Point localization data:
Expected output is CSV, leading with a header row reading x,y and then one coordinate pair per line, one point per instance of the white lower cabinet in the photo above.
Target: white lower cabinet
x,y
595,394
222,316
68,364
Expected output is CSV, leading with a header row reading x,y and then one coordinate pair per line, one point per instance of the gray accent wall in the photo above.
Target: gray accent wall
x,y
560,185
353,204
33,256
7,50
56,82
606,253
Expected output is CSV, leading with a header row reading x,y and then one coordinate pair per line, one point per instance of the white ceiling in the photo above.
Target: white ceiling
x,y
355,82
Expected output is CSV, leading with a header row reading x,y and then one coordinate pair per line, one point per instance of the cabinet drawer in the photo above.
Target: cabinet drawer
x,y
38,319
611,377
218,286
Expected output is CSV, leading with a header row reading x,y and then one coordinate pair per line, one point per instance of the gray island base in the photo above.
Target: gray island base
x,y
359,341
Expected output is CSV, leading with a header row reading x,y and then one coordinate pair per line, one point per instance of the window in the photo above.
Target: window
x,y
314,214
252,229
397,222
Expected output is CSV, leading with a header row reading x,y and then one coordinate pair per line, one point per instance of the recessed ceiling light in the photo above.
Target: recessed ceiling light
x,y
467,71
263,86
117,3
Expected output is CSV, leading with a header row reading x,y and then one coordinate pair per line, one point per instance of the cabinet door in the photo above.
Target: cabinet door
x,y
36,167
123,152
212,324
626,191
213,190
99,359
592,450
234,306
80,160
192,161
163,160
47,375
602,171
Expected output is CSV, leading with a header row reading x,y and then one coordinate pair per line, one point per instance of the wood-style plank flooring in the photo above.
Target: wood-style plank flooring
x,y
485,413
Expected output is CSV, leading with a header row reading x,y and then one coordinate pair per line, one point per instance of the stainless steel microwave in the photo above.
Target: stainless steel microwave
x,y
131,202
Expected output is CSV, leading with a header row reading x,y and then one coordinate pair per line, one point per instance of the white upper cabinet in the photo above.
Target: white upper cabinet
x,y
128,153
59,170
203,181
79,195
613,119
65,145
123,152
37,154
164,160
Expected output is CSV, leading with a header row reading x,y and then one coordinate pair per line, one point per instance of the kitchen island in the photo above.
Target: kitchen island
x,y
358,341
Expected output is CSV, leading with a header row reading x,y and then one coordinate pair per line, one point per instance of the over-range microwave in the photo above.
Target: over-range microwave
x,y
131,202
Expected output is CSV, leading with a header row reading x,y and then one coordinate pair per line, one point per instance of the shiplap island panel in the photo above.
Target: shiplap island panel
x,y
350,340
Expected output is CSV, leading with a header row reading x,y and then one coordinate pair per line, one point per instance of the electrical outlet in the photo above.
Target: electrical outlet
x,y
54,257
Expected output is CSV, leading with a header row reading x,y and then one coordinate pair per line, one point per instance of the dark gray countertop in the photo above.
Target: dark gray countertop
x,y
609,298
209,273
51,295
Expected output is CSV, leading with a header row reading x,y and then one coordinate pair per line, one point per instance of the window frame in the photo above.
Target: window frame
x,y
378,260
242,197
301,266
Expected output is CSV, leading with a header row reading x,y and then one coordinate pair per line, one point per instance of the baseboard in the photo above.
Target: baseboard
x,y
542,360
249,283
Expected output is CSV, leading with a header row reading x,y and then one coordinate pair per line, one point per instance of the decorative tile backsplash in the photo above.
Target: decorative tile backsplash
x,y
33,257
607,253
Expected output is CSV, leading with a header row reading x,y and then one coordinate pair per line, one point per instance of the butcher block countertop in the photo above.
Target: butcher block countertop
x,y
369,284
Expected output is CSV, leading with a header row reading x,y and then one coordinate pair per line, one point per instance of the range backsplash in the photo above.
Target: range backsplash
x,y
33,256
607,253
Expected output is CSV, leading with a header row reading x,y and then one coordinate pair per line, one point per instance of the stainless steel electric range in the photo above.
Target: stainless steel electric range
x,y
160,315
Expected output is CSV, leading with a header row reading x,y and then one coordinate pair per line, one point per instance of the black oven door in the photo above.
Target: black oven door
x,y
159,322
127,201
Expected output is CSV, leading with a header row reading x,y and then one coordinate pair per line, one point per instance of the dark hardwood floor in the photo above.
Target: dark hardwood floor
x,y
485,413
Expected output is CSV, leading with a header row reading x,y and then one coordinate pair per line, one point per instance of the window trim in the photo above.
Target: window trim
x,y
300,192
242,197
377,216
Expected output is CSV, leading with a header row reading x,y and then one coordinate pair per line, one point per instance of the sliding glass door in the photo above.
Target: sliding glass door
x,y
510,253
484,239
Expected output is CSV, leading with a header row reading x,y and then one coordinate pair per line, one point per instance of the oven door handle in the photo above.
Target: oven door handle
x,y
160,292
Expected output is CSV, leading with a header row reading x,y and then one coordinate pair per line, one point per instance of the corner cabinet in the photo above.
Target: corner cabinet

• WHAT YOU ARE ASKED TO DO
An exact copy of the data is needed.

• RESULT BELOW
Expected output is CSV, leading with a header row reading x,y and then one coordinate pair per line, one point per instance of the white lower cabinet in the photo above.
Target: white lower cabinet
x,y
595,394
222,316
68,364
Expected output is CSV, leading with a header row reading x,y and then one coordinate pair per line, one point per instance of the gray accent wall in the photo above.
Target: gray accent wall
x,y
560,185
353,204
33,256
7,50
56,82
606,253
Expected output is CSV, leading with a header row reading x,y and then one coordinate pair per line, one point per instance of the white ceiling in the photo above.
Target: white ceiling
x,y
355,82
Expected output is CSV, leading with a header row reading x,y and then one coordinate pair per line, one point per instance of the cabinet drawer in the photo above.
Target: cabinet drawer
x,y
38,319
611,377
218,286
Expected output is CSV, leading with a header row reading x,y and then one coordinate pair per line, one point per instance of the gray island base in the photo above.
Target: gray island base
x,y
359,341
Expected output is CSV, leading with a header row reading x,y and then one coordinate pair per line, one point per instance of the window in the photo above.
Target: window
x,y
314,214
252,229
397,222
Expected output is CSV, leading with a header row reading x,y and then one coordinate pair per line, one point per instance of the recessed ceiling light in the photo above.
Target: recessed ceiling light
x,y
467,71
263,86
117,3
Expected output is CSV, leading with a header row reading x,y and then one coordinate pair per line, one point per instance of the cabinet door in the photo above.
Target: cabinet door
x,y
36,167
123,152
212,324
626,191
213,190
99,359
592,450
234,306
80,160
192,161
163,160
47,375
602,171
Expected output is CSV, leading with a header row reading x,y and then one coordinate pair per line, one point per instance of the wood-style plank flooring in the photo above.
Target: wood-style plank flooring
x,y
485,413
Expected output is CSV, leading with a header row reading x,y and then one coordinate pair per line, one point per instance of the stainless steel microwave in the photo above.
Target: stainless steel microwave
x,y
131,202
Expected output is CSV, leading with a header row reading x,y and then one coordinate pair per line, one point per instance of the white upper cabinet in the photo above.
Target: white upper cabinet
x,y
128,153
59,170
203,181
79,195
613,119
65,145
123,152
37,154
164,160
Expected output is CSV, leading with a header row reading x,y and then one coordinate pair per line, one point per instance of the kitchen island in the photo above.
Target: kitchen island
x,y
358,341
Expected output is CSV, leading with a header row reading x,y and then one coordinate pair per line, one point per instance of the over-range microwave in the photo above.
Target: over-range microwave
x,y
131,202
Expected output is CSV, leading with a header row reading x,y and then one coordinate pair per line, one point per instance of the shiplap island panel in the photo above.
Target: shiplap island panel
x,y
350,340
Expected output is CSV, leading with a header row reading x,y and then one coordinate pair per line, one point per instance of the electrical outlet in the photo above.
Target: electrical outlet
x,y
54,257
Expected output is CSV, leading with a header row reading x,y and then one coordinate pair per line, one point per instance of the dark gray countertop in the photo above.
Target: dark gray countertop
x,y
609,298
209,273
51,295
Expected output is CSV, leading with a header row reading x,y and then one coordinate pair per line, one point per instance of the window frame in the photo above.
Target: window frame
x,y
378,260
242,197
301,266
Expected output is CSV, leading with a header row reading x,y and then one coordinate pair per line, one point per instance of the baseboard in the photo above.
Target: baseboard
x,y
542,360
249,283
Expected output is CSV, leading with a header row reading x,y and then one coordinate pair per line, one point per instance of the decorative tile backsplash in the photo above.
Target: decorative tile backsplash
x,y
33,257
607,253
Expected output is CSV, leading with a header row reading x,y and then one coordinate pair per line, one point per instance of the butcher block countertop in the photo above.
Target: butcher block countertop
x,y
369,284
Expected output is CSV, leading with a header row reading x,y and then one coordinate pair per line, one point per instance of the range backsplash in the photo above.
Target: range backsplash
x,y
33,256
607,253
Expected output is CSV, leading with a header row reading x,y and then one coordinate pair per line, one point per instance of the stainless steel electric range in the photo above.
Target: stainless steel electric range
x,y
160,315
Expected output is CSV, leading with a header row reading x,y and then one coordinate pair per line, one point per instance of the black oven door in the photo above.
Target: black oven door
x,y
159,322
127,201
Expected output is CSV, leading with a header row reading x,y and then one coordinate pair per line, one point per instance of the dark hardwood floor in the photo above.
Target: dark hardwood floor
x,y
485,413
Expected output is CSV, leading with a header row reading x,y and then one coordinate pair per line, one point per instance of the window trim in the photo above.
Target: window trim
x,y
300,192
242,197
377,216
Expected output is CSV, leading with a header row reading x,y and then one coordinate pair per line, one point per instance of the sliding glass door in the photo above.
Target: sliding glass door
x,y
510,253
484,239
Expected output is CSV, leading with a header row reading x,y and then one coordinate pair per line, one point per instance of the oven door handle in the photo above.
Target: oven door handle
x,y
160,292
Expected output is CSV, leading with a header row reading x,y and then one coordinate pair per line, one point per instance of the corner cabinet in the photo above.
Target: corner cabinet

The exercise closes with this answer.